◆ Aufgabenstellung
Schreiben Sie aus dem Kommentar zum Tod Sinwars den Abschnitt zwischen „Etwas mehr als“ und „das Richtige passiert.“ wortgetreu ab, beide Stellen eingeschlossen.

◆ Text zur Analyse
KOMMENTARE

Die (kleine) Chance für den Exit

von Redaktion

Tod des Hamas-Chefs Sinwar

Etwas mehr als ein Jahr suchte Israels Armee nach ihm. Jetzt ist der Mann, der sich das blutrünstige Massaker an 1200 Israelis einfallen ließ, der es plante, koordinierte und sich zweifellos daran berauschte, tot. Offenbar versteckte sich Hamas-Chef Jihia al-Sinwar zuvor monatelang feige in den Tunneln unter Gaza und zwischen israelischen Geiseln, während er sein eigenes Volk draußen bluten ließ. Das preiste er ein, das wollte er, um das Ansehen Israels in der Welt zu beschädigen. Sein Ende ist eine Erlösung – und kann eine große Chance sein, wenn jetzt das Richtige passiert.

◆ Daten zur Prüfung
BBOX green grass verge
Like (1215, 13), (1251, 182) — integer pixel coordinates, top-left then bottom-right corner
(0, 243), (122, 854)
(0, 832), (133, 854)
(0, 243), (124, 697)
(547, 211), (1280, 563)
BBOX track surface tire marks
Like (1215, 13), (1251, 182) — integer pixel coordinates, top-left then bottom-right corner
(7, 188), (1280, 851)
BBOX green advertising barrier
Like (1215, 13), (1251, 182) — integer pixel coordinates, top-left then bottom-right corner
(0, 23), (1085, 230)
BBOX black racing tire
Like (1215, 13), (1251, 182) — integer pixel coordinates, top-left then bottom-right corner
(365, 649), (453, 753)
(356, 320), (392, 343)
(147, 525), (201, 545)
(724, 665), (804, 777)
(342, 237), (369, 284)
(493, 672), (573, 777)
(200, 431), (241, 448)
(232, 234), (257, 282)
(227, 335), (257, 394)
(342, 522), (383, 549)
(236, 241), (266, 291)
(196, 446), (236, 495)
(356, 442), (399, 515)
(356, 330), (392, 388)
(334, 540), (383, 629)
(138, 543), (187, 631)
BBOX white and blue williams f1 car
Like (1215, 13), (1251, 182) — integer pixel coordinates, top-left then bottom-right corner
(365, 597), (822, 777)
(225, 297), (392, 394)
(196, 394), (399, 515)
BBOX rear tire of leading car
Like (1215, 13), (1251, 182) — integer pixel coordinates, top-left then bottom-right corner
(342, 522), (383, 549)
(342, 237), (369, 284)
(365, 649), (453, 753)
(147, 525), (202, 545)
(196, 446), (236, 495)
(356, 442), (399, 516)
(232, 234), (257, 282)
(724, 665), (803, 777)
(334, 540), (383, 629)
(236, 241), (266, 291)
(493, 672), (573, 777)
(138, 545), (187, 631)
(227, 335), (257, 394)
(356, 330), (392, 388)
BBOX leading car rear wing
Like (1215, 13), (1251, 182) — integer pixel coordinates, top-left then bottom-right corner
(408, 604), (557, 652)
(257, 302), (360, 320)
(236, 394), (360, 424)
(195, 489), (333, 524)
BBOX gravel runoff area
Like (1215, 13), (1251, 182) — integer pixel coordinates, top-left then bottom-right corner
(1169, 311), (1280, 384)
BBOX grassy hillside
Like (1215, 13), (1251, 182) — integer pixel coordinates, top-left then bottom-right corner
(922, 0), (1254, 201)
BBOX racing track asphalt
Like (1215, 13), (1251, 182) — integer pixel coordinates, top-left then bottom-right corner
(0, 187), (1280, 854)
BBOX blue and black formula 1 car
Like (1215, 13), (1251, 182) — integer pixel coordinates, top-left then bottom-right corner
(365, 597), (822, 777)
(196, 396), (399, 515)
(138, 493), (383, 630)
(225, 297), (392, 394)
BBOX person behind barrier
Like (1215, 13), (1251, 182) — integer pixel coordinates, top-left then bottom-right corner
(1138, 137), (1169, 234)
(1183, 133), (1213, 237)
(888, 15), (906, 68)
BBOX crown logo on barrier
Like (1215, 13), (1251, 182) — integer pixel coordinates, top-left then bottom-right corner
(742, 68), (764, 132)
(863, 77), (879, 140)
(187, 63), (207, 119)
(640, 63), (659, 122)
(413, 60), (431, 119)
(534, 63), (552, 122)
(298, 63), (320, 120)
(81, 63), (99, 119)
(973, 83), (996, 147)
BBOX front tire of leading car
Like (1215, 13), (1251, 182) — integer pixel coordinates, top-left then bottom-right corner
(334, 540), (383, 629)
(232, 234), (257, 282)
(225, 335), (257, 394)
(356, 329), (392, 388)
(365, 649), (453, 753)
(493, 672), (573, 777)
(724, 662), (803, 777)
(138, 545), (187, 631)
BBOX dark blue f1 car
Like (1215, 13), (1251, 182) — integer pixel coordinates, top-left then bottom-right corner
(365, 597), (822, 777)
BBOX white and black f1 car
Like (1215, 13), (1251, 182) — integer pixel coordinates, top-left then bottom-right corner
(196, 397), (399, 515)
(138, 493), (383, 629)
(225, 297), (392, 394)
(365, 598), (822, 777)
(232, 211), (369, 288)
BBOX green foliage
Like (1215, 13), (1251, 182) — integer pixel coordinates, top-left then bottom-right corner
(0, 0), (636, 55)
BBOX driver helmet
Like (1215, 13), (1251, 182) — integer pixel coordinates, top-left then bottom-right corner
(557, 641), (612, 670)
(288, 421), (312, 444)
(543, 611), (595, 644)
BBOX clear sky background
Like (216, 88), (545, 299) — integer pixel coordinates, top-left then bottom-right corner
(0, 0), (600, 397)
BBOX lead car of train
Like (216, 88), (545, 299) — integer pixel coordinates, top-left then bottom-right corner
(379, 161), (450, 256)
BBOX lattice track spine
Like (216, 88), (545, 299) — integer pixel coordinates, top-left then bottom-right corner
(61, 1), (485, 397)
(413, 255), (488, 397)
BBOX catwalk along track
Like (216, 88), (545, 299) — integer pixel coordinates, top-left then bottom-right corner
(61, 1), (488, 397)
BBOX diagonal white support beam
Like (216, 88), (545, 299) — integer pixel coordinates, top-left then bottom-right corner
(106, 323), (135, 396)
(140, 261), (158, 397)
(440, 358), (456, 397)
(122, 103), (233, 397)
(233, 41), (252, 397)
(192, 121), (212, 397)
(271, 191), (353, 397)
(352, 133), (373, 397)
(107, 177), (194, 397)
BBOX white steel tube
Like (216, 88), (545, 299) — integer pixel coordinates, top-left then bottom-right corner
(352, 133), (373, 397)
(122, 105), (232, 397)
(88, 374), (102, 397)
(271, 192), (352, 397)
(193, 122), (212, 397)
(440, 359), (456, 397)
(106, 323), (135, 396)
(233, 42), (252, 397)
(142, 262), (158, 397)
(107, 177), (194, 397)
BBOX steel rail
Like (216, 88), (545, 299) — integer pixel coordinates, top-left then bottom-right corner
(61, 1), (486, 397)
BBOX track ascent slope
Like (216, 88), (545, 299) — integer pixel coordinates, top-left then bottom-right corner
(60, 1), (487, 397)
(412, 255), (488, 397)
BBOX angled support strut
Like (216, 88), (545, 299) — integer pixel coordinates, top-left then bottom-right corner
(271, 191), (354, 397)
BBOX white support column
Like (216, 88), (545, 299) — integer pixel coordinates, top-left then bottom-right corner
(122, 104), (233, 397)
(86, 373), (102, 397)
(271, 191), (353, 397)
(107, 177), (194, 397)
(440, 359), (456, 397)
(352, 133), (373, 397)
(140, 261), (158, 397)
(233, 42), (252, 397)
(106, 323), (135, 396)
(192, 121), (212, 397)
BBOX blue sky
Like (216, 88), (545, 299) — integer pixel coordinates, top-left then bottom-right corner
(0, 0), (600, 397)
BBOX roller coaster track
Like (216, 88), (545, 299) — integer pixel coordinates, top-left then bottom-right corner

◆ Ergebnis
Etwas mehr als ein Jahr suchte Israels Armee nach ihm. Jetzt ist der Mann, der sich das blutrünstige Massaker an 1200 Israelis einfallen ließ, der es plante, koordinierte und sich zweifellos daran berauschte, tot. Offenbar versteckte sich Hamas-Chef Jihia al-Sinwar zuvor monatelang feige in den Tunneln unter Gaza und zwischen israelischen Geiseln, während er sein eigenes Volk draußen bluten ließ. Das preiste er ein, das wollte er, um das Ansehen Israels in der Welt zu beschädigen. Sein Ende ist eine Erlösung – und kann eine große Chance sein, wenn jetzt das Richtige passiert.